■ Texte cité
----
Poursuivre l’innocence jusqu’au sacrifice 

Quand la poursuite de l’ethos immémorial du peuple passe par le cinéma, l’opération dialectique est en quelque sorte redoublée. Le caractère messianique de l’image cinématographique vient s’ajouter à la démarche du matérialiste sensualiste que fut Pasolini ; le montage par « orchestration de ruptures[1414] [1414] J. Semolué, « Après Le Décameron et Les Contes de Canterbury : réflexions sur le récit chez Pasolini », Études cinématographiques, Minard, 1977, p. 129. Cité par A. Naze, « Image cinématographique ; image dialectique. Entre puissance et fragilité », Lignes, n°18, op. cit., p. 91-112. » et la production d’images dialectiques seront ainsi les moyens par lesquels l’humanité archaïque imposera sa valeur au présent désorienté.
----
■ Consigne 1
Modifie le passage du texte cité compris entre "Quand la poursuite" et "au présent désorienté.", bornes incluses, en remplaçant "présent désorienté" par "présent déboussolé".

■ Matériel d'exercice
----
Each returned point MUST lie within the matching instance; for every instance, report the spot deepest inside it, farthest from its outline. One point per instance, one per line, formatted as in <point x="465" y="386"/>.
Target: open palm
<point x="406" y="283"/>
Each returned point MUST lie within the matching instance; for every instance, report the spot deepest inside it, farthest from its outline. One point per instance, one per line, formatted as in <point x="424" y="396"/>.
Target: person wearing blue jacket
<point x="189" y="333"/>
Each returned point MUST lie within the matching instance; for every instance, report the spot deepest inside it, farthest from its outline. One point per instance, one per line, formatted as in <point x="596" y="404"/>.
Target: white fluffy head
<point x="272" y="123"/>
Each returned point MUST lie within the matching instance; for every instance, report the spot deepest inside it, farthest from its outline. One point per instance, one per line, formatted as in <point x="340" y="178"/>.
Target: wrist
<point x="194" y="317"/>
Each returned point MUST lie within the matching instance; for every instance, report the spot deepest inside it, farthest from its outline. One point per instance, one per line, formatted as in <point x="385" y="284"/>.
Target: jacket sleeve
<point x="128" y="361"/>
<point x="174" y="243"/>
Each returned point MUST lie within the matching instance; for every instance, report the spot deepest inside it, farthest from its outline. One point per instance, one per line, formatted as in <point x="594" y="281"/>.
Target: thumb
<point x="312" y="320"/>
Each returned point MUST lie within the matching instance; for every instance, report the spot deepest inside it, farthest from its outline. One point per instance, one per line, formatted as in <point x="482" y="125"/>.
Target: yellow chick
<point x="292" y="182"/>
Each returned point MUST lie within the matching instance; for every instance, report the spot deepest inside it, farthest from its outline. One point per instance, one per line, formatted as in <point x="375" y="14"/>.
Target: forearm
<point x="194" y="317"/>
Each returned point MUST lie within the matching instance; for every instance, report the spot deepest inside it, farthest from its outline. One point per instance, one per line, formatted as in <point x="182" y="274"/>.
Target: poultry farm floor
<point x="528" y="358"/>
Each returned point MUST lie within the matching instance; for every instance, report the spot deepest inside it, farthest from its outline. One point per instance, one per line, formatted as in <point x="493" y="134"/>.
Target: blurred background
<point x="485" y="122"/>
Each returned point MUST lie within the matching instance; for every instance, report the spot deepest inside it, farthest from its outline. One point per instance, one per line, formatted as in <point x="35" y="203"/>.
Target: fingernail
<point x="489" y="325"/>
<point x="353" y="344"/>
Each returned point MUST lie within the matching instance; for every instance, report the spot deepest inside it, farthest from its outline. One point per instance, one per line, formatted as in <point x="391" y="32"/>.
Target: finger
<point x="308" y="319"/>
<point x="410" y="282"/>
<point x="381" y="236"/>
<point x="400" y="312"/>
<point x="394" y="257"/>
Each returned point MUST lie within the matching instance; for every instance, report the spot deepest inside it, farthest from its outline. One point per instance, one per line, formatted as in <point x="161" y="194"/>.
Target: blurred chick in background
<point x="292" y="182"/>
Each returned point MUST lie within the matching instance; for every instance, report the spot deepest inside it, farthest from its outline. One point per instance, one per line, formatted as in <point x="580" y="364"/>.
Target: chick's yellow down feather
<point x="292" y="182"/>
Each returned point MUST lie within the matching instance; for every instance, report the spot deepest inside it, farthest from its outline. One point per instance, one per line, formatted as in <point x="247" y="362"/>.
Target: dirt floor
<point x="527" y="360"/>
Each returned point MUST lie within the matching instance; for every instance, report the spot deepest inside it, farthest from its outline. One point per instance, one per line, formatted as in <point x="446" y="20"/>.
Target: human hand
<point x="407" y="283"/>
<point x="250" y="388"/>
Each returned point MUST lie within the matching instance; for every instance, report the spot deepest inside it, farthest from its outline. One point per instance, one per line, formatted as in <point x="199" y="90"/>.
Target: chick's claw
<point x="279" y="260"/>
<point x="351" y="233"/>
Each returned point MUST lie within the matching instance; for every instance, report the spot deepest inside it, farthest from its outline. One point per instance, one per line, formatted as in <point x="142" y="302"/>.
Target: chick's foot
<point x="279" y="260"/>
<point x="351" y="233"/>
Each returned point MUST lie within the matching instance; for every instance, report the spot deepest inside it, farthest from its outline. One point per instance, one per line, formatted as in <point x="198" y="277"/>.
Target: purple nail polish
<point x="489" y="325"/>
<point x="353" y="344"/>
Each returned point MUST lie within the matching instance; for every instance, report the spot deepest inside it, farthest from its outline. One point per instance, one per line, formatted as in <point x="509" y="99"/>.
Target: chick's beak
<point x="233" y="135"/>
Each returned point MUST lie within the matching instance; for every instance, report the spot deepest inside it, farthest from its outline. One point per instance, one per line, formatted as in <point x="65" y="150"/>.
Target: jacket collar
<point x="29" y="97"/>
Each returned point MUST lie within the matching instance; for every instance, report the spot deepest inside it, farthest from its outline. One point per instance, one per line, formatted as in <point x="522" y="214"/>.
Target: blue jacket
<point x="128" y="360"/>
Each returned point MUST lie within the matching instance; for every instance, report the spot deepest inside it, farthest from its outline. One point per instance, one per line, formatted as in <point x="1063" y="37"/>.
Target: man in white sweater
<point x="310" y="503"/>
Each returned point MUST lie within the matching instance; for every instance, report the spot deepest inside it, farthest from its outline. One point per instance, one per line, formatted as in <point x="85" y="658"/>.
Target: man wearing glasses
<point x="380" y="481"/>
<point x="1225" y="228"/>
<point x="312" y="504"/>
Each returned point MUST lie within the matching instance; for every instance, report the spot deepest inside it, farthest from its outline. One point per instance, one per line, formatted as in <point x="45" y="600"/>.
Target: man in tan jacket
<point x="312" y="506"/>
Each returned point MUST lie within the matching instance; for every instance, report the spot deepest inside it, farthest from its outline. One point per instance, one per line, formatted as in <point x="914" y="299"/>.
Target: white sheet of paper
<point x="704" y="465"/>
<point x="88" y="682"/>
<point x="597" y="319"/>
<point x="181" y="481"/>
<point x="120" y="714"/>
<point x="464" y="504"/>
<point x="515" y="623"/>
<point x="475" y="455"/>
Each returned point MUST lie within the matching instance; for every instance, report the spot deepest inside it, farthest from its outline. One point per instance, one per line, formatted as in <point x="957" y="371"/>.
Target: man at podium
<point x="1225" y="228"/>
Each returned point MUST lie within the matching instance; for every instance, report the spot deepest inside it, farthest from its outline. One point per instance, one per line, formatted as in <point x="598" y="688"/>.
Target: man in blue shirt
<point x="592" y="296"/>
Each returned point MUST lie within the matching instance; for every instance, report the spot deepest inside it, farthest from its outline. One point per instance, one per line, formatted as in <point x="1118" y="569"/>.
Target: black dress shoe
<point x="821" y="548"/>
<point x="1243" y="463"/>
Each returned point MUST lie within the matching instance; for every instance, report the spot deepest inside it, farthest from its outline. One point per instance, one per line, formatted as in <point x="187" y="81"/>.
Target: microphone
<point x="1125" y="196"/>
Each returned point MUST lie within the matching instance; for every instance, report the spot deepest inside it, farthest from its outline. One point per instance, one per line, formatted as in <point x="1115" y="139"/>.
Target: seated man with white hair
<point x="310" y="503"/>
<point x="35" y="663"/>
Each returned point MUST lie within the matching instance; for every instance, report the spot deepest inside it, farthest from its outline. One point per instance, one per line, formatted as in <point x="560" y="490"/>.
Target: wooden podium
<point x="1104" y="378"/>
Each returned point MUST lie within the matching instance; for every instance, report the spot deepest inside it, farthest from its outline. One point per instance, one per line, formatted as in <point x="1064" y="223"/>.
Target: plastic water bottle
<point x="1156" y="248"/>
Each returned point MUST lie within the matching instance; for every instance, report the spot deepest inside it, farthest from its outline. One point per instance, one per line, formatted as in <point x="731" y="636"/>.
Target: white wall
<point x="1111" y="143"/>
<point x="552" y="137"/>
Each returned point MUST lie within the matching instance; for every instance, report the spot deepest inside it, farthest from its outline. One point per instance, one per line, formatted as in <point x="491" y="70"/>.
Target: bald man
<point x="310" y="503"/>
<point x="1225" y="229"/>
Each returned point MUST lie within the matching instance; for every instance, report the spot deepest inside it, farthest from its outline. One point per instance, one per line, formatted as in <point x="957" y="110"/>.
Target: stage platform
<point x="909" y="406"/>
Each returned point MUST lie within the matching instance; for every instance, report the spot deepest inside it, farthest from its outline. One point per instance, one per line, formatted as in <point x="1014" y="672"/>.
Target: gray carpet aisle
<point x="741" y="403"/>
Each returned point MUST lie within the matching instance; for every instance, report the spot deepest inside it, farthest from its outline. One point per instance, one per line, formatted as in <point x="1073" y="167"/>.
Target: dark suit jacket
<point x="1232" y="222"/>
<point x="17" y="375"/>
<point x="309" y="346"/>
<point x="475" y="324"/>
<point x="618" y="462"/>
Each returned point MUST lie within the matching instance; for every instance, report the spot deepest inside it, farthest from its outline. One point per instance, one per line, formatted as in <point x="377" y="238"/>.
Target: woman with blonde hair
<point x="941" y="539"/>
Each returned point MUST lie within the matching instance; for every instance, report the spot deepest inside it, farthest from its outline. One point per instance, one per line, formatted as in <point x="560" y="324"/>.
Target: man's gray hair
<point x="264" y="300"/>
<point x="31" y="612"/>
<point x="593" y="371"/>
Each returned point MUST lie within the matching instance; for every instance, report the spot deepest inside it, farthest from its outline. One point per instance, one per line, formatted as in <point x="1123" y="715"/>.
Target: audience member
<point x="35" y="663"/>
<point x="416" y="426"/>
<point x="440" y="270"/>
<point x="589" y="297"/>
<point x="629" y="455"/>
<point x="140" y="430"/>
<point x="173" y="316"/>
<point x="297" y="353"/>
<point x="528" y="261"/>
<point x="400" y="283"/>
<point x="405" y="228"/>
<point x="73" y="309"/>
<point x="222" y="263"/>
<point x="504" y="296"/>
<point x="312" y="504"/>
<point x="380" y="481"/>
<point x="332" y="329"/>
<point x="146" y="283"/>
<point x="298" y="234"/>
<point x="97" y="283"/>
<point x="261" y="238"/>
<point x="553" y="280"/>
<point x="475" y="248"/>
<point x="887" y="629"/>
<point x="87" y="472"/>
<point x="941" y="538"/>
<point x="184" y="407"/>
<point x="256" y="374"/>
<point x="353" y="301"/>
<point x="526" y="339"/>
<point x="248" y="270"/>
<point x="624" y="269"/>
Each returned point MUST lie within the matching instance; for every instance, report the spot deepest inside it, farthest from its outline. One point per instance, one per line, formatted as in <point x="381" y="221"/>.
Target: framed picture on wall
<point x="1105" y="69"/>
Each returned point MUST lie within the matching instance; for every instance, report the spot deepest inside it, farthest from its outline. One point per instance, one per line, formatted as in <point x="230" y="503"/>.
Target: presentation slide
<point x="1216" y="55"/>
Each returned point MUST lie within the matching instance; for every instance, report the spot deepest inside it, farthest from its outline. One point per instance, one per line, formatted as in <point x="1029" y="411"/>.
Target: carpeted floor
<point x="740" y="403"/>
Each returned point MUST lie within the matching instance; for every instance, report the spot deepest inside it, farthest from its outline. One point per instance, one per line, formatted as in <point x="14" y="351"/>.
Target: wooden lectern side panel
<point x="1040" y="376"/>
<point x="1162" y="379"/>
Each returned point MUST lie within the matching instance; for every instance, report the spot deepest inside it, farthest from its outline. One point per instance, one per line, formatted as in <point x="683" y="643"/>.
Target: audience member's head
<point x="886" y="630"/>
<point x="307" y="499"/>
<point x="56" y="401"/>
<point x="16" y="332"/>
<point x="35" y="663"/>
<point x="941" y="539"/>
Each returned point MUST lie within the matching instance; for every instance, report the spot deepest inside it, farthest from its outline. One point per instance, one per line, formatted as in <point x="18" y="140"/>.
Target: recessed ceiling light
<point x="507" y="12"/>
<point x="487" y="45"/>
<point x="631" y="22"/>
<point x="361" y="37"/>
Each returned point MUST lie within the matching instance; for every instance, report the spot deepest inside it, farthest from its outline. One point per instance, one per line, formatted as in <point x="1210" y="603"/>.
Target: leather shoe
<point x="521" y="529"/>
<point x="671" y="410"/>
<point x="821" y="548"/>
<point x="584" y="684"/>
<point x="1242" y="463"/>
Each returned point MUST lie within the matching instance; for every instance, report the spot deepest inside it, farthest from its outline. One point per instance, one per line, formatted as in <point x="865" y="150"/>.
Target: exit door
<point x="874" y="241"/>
----
■ Consigne 2
Compte les lignes des entrées où figure le mot "gray" et donne seulement ce nombre.

■ Résultat attendu 1
Quand la poursuite de l’ethos immémorial du peuple passe par le cinéma, l’opération dialectique est en quelque sorte redoublée. Le caractère messianique de l’image cinématographique vient s’ajouter à la démarche du matérialiste sensualiste que fut Pasolini ; le montage par « orchestration de ruptures[1414] [1414] J. Semolué, « Après Le Décameron et Les Contes de Canterbury : réflexions sur le récit chez Pasolini », Études cinématographiques, Minard, 1977, p. 129. Cité par A. Naze, « Image cinématographique ; image dialectique. Entre puissance et fragilité », Lignes, n°18, op. cit., p. 91-112. » et la production d’images dialectiques seront ainsi les moyens par lesquels l’humanité archaïque imposera sa valeur au présent déboussolé.

■ Résultat attendu 2
2